[Entries drawn from a collection]
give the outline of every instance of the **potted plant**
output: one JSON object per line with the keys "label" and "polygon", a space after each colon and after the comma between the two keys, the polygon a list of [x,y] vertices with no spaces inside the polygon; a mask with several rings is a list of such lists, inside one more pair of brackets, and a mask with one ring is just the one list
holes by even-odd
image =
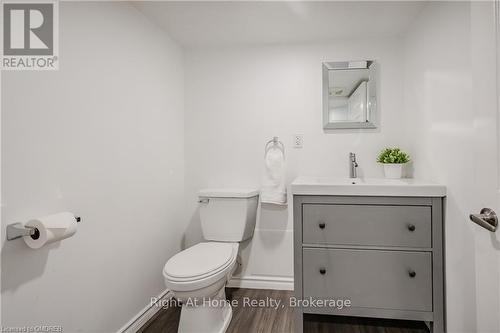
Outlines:
{"label": "potted plant", "polygon": [[410,155],[399,148],[385,148],[377,157],[377,162],[384,166],[385,178],[403,177],[403,165],[410,161]]}

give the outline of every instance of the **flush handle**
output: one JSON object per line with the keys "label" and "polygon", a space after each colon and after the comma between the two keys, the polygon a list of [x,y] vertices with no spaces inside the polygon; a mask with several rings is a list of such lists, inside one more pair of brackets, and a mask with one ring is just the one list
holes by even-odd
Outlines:
{"label": "flush handle", "polygon": [[481,227],[489,230],[491,232],[495,232],[498,227],[498,218],[497,214],[493,209],[483,208],[479,214],[470,214],[470,220]]}

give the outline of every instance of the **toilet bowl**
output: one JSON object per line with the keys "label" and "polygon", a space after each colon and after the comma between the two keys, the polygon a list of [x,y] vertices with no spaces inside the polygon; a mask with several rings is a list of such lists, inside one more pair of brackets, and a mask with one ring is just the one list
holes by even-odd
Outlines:
{"label": "toilet bowl", "polygon": [[258,191],[211,189],[198,196],[206,241],[171,257],[163,277],[182,304],[179,333],[224,333],[232,317],[225,286],[237,266],[239,243],[253,236]]}
{"label": "toilet bowl", "polygon": [[203,242],[165,264],[165,285],[182,304],[178,332],[225,332],[232,309],[225,286],[236,268],[238,243]]}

What you should do:
Copy all of the data above word for word, leaving out the pictures.

The reply:
give the outline of every instance of the **potted plant**
output: one JSON object per line with the keys "label" and "polygon", a space after each colon and after the comma between the two keys, the polygon a list of [x,y] vertices with no spaces inside the polygon; a mask with several rings is a list of such lists, inside one more pair of brackets, and a mask with one ring is just the one list
holes by even-odd
image =
Outlines:
{"label": "potted plant", "polygon": [[410,155],[399,148],[385,148],[377,157],[377,162],[384,166],[385,178],[403,177],[403,165],[410,161]]}

give the outline of every instance of the **flush handle**
output: one JSON object per line with the keys "label" and "polygon", a space after each colon and after the comma between the two keys, the polygon a list of [x,y] vertices with no spaces inside the polygon; a mask with several rings is a list of such lists, inside one more pair of brackets, and a mask with one ring is just the one list
holes by even-odd
Outlines:
{"label": "flush handle", "polygon": [[481,227],[489,230],[491,232],[495,232],[498,227],[498,218],[497,214],[493,209],[483,208],[479,214],[470,214],[470,220]]}

give the outline of every instance of the **toilet bowl**
output: one JSON object per line with the keys "label" and "polygon", a space after each colon and after the comma between the two keys, the polygon a list of [x,y] vertices with no spaces inside the polygon; a mask with several rings is a list of such lists, inside one more pair of brackets, and a mask with one ring is just the one list
holes by even-odd
Outlines:
{"label": "toilet bowl", "polygon": [[258,191],[211,189],[198,196],[206,241],[171,257],[163,277],[182,304],[179,333],[224,333],[232,317],[225,286],[237,266],[239,243],[253,236]]}
{"label": "toilet bowl", "polygon": [[203,242],[165,264],[165,285],[182,304],[178,332],[225,332],[232,309],[225,286],[236,268],[238,243]]}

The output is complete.